BRIEF
Determine how many lines of the material below include "target", and reply with that number alone.

RECORDS SUPPLIED
--- START ---

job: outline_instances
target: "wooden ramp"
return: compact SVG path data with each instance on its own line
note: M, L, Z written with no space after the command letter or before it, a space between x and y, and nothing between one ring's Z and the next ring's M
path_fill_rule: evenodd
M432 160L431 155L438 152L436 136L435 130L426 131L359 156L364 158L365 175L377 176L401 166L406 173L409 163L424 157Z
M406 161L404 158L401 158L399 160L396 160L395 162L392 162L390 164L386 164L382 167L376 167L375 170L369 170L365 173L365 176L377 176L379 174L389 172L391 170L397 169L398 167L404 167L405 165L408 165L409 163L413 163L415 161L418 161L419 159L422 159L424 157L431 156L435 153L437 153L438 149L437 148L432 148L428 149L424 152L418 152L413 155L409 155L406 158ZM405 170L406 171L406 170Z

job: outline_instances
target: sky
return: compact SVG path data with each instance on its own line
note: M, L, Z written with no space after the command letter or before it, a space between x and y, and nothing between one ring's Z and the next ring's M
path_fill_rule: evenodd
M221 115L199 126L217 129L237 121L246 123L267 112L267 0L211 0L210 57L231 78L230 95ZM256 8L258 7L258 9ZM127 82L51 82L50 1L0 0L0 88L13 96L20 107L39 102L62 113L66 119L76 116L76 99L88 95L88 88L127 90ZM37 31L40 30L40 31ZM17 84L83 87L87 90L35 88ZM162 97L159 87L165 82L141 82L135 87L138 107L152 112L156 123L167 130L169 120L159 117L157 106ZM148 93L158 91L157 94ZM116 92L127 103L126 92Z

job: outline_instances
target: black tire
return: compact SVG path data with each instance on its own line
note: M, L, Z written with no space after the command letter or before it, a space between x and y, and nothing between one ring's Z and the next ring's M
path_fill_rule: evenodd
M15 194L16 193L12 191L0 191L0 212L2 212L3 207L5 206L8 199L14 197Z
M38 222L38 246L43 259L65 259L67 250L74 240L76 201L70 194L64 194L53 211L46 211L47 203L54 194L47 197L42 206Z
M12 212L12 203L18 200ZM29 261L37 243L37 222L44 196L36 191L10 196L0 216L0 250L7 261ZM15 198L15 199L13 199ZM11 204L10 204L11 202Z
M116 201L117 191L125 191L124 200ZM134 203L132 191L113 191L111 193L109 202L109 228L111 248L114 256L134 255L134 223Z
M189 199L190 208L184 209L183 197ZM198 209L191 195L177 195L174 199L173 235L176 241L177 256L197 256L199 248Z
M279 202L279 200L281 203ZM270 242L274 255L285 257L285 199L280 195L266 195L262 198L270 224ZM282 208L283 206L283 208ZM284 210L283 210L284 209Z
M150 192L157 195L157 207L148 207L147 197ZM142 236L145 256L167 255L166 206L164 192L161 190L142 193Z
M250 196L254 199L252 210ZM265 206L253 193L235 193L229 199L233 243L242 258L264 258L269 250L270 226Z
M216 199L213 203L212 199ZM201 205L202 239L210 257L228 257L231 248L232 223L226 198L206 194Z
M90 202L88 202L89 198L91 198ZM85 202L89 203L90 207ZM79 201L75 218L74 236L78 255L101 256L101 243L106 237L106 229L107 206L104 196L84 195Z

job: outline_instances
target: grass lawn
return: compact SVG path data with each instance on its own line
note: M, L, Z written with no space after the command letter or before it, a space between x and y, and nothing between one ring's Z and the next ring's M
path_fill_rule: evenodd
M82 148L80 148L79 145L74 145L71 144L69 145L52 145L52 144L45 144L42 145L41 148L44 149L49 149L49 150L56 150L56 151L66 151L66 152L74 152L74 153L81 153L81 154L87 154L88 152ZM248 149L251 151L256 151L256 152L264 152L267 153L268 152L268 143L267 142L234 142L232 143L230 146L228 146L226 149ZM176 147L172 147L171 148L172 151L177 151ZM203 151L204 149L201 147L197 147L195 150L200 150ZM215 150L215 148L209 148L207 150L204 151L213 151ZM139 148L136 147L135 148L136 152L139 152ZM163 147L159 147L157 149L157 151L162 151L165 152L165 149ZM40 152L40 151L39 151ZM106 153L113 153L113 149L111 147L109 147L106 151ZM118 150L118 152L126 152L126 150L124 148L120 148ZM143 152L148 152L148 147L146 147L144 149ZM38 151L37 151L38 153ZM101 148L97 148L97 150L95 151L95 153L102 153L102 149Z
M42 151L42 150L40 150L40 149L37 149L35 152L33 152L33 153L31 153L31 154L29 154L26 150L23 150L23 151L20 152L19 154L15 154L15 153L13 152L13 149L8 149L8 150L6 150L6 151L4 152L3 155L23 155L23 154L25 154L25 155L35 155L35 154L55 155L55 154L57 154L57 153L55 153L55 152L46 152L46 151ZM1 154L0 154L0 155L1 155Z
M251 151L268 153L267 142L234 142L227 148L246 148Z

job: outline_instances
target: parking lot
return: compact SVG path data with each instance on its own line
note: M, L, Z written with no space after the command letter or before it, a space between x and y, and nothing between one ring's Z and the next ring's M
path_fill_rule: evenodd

--- END ---

RESULT OF THE EXERCISE
5